[Begin RECORDS TO USE]
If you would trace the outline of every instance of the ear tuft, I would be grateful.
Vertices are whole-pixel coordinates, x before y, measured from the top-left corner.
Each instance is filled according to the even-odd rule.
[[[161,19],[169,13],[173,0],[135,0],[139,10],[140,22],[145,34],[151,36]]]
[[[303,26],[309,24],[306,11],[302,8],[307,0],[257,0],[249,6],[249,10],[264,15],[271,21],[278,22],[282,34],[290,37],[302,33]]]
[End RECORDS TO USE]
[Begin RECORDS TO USE]
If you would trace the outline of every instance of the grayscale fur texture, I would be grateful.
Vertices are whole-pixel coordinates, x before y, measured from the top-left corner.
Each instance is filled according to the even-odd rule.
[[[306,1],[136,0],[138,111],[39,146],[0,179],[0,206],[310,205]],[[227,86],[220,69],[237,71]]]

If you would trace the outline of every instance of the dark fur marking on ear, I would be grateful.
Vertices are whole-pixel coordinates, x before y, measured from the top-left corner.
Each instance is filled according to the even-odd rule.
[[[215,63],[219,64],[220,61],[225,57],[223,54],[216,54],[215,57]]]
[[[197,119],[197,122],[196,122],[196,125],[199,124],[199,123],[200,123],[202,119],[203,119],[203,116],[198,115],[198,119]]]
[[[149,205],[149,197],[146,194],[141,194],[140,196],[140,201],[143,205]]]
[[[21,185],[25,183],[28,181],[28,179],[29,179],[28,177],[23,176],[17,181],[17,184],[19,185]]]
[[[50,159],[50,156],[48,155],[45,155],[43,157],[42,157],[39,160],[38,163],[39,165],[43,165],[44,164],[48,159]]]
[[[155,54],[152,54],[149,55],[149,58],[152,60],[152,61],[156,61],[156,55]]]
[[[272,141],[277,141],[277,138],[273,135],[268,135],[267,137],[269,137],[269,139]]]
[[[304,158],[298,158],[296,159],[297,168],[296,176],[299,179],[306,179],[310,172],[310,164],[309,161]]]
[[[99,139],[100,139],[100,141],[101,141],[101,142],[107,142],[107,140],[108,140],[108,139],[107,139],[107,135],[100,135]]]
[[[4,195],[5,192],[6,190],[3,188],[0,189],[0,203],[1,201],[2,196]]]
[End RECORDS TO USE]
[Begin RECORDS TO USE]
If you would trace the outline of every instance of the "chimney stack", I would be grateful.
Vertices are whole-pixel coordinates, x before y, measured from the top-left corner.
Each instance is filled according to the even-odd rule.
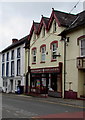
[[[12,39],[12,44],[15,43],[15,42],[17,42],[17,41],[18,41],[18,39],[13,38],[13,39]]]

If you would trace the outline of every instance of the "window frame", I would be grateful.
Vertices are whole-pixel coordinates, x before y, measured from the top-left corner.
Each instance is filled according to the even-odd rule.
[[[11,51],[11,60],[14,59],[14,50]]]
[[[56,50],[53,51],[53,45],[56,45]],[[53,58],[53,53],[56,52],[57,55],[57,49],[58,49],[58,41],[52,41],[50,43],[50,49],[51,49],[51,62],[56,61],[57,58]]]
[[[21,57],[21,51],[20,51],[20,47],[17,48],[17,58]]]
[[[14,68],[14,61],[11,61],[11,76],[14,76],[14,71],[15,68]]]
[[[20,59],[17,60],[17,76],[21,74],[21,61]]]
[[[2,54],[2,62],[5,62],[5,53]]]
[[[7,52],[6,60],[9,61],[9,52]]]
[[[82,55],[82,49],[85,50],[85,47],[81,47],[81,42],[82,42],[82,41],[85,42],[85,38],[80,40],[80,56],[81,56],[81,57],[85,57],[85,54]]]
[End RECORDS TO USE]
● **AIM**:
Count the lines in the records that contain the word "every", and reply with the number alone.

● **COMPLETE ANSWER**:
5